** Start Text extract **

I was inspired by your bleach projects and was going to make matching tshirts for my DIL & GD. I could not find a colored baby onesie to save my life. So, I did the same thing only used spray color instead of bleach. My technique was a bit unpracticed, but it worked. No photos as it took so long for me to work through it, I had to finish and mail out without them. Thanks for the crafting idea!


----------



## aljellie (Mar 4, 2011)

That's not just cool, that's supercool. You could actually sell those on Etsy.


----------



## Jlee2dogs (Apr 24, 2013)

Awesome! Love it and will try it soon. Many thanks for the great photo and sharing the instructions.


----------



## grannysk (Nov 7, 2011)

????????


----------



## String Queen (Apr 9, 2012)

Very cool indeed!! One of a kind!!


----------



## Deasert Jewel (Jun 5, 2016)

Fantastic you clever lady you! Haha


----------



## Damama (Oct 2, 2011)

Turned out so pretty, well done.


----------



## Susan Marie (Jul 26, 2013)

That came out wonderfully.


----------



## Hazel Blumberg - McKee (Sep 9, 2011)

I just love this! I must have missed your past bleach projects, and I am so sorry that I did.

Hazel


----------



## maureenb (Apr 1, 2011)

it was a bit of trial and error,from leaving the bleach on too long,and finding pin holes in all of the first tee shirts,now,it's bleach,and hand rinse in cold water. Within 5 minutes.


----------



## yogandi (Mar 24, 2012)

Wow! how pretty!


----------



## seedee95758 (Dec 8, 2013)

Very pretty.


----------



## ChristmasTree (Nov 28, 2011)

maureenb said:


> I traced some of my projects onto freezer paper and ironed it on..with the butterfly paper doily,however,I used spray adhesive,let it alone for 5 minutes,then put it on shirt,it is a light tack..


Thanks, this sounds like a fun project.


----------



## BlueJay21 (Jan 4, 2013)

This is a great technique. I really must give it a try. Thank you for the instructions.


----------



## wordancer (May 4, 2011)

How super clever!! Thanks!


----------



## yona (Feb 7, 2011)

Beautiful.


----------

** End Text extract **

### Job A
Decide whether each statement agrees with the forum thread. Answer yes or no, and quote the words that settle it. (i) The first poster used spray color in place of bleach. (ii) The first poster took photos of the finished shirts before mailing them. (iii) maureenb now rinses the bleached shirts by hand in hot water.
### Job B
List every name in the forum thread whose header shows a date in 2011.
### Job C
According to the forum thread, what item could the first poster not find?
Base every answer on the forum thread alone.

** Start Items **

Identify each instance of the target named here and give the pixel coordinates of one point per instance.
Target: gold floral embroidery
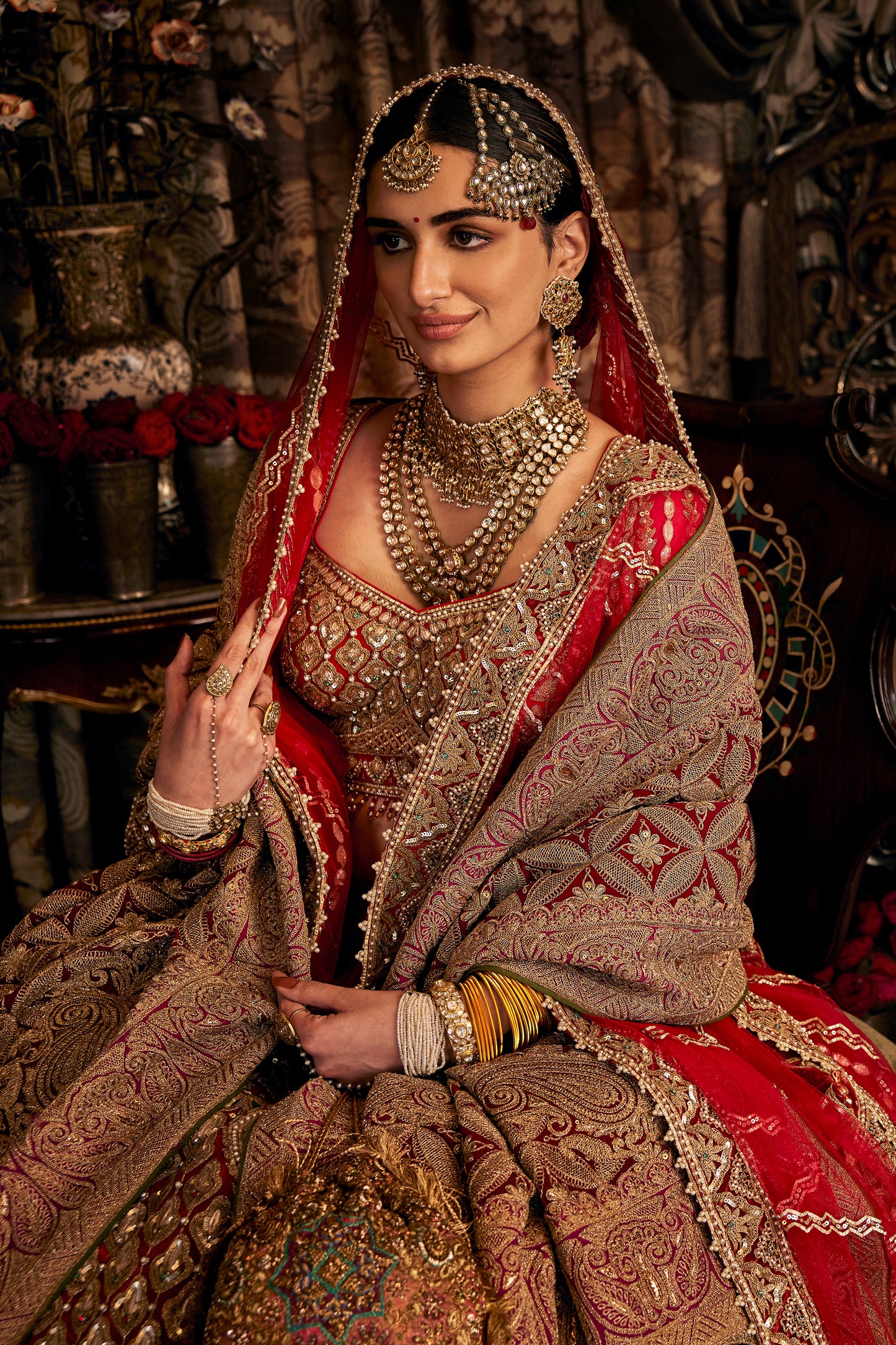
(738, 1215)
(773, 1024)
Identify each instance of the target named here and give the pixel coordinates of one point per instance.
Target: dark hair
(450, 123)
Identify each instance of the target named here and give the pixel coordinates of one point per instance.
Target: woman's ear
(571, 244)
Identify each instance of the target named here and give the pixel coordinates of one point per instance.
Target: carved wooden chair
(814, 534)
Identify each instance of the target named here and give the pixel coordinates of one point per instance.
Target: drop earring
(561, 305)
(405, 351)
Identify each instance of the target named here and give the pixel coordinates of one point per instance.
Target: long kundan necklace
(507, 463)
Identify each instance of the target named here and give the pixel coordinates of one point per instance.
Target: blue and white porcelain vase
(94, 339)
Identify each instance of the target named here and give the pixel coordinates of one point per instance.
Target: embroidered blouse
(376, 670)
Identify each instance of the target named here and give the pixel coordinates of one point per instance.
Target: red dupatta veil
(769, 1109)
(631, 390)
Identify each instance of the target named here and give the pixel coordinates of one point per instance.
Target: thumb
(319, 996)
(176, 684)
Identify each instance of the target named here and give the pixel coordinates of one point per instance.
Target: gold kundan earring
(561, 305)
(410, 164)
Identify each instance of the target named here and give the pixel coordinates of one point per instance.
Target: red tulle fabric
(779, 1119)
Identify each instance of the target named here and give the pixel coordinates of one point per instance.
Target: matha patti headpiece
(524, 183)
(410, 164)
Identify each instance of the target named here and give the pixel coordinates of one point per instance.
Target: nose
(430, 275)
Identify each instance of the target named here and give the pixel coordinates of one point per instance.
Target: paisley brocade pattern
(146, 1281)
(566, 587)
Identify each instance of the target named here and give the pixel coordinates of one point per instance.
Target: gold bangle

** End Items **

### Exercise solution A
(i) Yes: "So, I did the same thing only used spray color instead of bleach."
(ii) No: "No photos as it took so long for me to work through it, I had to finish and mail out without them."
(iii) No: "now,it's bleach,and hand rinse in cold water."

### Exercise solution B
aljellie, grannysk, Damama, Hazel Blumberg - McKee, maureenb, ChristmasTree, wordancer, yona

### Exercise solution C
A colored baby onesie.